BEGIN Data to process

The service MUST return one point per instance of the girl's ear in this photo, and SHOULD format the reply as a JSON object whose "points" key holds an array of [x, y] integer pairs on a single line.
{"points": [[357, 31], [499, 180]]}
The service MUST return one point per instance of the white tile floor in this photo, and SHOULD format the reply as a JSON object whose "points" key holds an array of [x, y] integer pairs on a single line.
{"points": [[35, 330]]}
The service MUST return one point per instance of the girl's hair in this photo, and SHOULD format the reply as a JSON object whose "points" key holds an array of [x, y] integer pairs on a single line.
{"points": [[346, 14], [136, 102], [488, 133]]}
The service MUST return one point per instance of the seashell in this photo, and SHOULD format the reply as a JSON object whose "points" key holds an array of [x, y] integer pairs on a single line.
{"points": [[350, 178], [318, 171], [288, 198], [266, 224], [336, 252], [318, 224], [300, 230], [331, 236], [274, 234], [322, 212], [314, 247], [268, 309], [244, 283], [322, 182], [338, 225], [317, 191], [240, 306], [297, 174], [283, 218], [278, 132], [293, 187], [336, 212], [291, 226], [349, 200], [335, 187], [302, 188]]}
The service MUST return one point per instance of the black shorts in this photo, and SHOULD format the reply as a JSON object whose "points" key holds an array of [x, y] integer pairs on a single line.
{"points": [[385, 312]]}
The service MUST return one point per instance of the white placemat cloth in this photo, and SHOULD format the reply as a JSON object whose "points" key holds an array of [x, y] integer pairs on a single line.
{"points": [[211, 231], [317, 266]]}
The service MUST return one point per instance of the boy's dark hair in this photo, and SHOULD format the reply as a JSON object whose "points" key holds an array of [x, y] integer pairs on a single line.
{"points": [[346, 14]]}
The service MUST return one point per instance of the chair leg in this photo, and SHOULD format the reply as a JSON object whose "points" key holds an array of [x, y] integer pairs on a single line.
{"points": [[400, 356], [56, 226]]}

END Data to process

■ Work to be completed
Retype the lines above without alteration. The first is the one containing "the white placemat", and the last is the final line of the data.

■ Answer space
The service MUST return one point per instance of the white placemat cloth in this photo, and SHOULD format the reply as a JSON object whose "points" key holds an array of [x, y] integer pairs on a single line.
{"points": [[211, 231], [317, 266]]}
The service MUST return one point per instance of the boy's dark hair in this photo, and SHOULD format the reply as a JSON object whose "points" key holds an array of [x, y] integer pairs on a single line.
{"points": [[346, 14]]}
The service MUST return one point per instance of the chair leg in this photo, and SHOULD format the reply as a JSON object whose "points" key holds an array of [x, y] integer pairs on a single line.
{"points": [[400, 356], [56, 226]]}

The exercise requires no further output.